***** Extracted data

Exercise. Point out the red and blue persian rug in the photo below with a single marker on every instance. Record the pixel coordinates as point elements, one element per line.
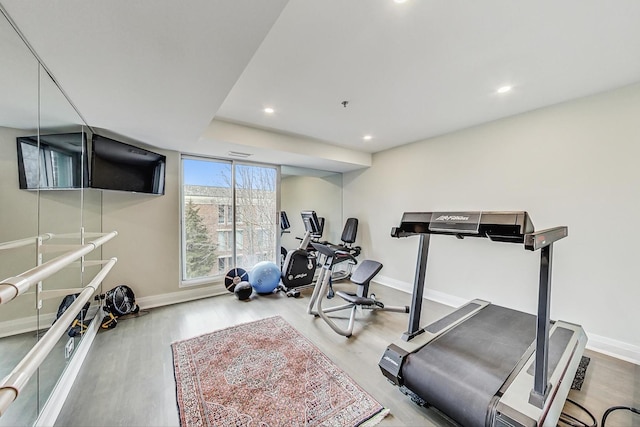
<point>265,373</point>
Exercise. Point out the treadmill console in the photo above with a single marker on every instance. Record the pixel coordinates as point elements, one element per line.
<point>498,226</point>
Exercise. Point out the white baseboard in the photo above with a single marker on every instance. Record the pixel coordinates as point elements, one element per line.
<point>182,296</point>
<point>618,349</point>
<point>610,347</point>
<point>25,324</point>
<point>53,406</point>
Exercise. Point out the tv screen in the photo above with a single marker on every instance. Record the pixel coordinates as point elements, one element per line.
<point>119,166</point>
<point>58,162</point>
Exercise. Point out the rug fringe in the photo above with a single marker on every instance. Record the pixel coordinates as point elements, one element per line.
<point>377,418</point>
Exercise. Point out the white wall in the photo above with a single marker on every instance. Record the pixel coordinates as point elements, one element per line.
<point>573,164</point>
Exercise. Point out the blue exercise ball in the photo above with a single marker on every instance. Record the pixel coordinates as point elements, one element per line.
<point>264,277</point>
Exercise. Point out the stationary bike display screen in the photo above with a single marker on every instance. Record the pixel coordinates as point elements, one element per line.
<point>311,221</point>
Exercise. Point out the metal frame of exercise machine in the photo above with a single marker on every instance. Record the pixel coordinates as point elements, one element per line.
<point>362,277</point>
<point>492,382</point>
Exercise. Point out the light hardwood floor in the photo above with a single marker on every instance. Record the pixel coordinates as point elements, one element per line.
<point>128,377</point>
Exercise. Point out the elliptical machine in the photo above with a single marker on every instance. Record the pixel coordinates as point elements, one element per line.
<point>299,265</point>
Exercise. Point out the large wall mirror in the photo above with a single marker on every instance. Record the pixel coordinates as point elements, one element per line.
<point>311,189</point>
<point>47,209</point>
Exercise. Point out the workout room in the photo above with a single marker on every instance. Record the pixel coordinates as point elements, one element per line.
<point>288,212</point>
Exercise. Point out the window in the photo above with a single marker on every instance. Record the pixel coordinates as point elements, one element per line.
<point>213,192</point>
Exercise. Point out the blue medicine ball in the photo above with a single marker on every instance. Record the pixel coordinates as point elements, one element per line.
<point>264,277</point>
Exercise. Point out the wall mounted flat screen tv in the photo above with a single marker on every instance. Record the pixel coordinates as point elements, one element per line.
<point>119,166</point>
<point>59,162</point>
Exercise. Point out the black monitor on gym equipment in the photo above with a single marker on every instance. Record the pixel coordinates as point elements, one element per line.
<point>311,222</point>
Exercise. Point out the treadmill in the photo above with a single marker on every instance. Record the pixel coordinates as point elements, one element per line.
<point>486,365</point>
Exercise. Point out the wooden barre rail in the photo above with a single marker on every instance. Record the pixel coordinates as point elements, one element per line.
<point>12,287</point>
<point>46,236</point>
<point>13,383</point>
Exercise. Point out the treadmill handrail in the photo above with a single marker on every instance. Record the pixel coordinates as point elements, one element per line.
<point>543,238</point>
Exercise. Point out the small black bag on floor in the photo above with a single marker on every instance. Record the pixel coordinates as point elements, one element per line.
<point>119,301</point>
<point>78,326</point>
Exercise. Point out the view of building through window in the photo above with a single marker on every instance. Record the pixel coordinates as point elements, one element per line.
<point>214,193</point>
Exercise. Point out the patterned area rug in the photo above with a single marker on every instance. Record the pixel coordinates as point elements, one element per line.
<point>265,373</point>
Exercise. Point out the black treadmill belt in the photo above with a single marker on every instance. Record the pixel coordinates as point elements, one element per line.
<point>460,371</point>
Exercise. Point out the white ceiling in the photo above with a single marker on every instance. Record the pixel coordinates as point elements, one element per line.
<point>160,71</point>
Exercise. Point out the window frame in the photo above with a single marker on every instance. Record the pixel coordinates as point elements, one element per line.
<point>219,278</point>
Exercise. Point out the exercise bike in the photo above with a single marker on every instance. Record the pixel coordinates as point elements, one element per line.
<point>299,266</point>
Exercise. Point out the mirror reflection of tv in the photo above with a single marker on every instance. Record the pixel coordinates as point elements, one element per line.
<point>123,167</point>
<point>58,162</point>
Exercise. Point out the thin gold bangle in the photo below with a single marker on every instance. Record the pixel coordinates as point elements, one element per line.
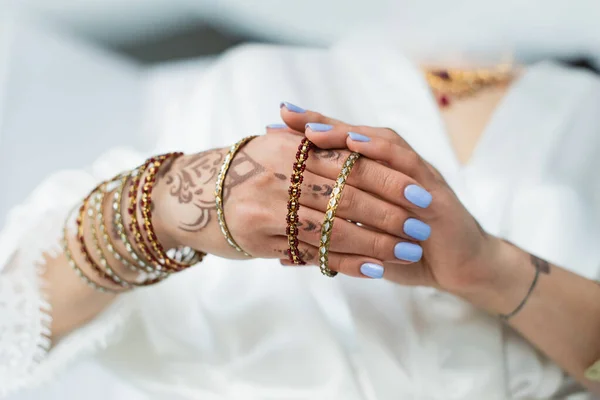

**********

● What you will do:
Write out again everything from the line containing "Exercise. Point out the window in" down to the line containing "<point>59,162</point>", and give only those lines. Swap "medicine ball" for "exercise ball" and leave everything else as it is.

● Finished exercise:
Exercise. Point out the window in the photo above with a single marker on every instance. Record the pixel coordinates as point elements, one element per line.
<point>213,192</point>
Exercise. Point out the blue exercise ball in the photo above with a single marker on every instance. Record the pixel coordinates as point elements, one element per line.
<point>264,277</point>
Exercise. Point out the wall mounted flat screen tv in the photo above with a single marker on every instance. Record the pixel coordinates as point elements, one element per line.
<point>119,166</point>
<point>59,162</point>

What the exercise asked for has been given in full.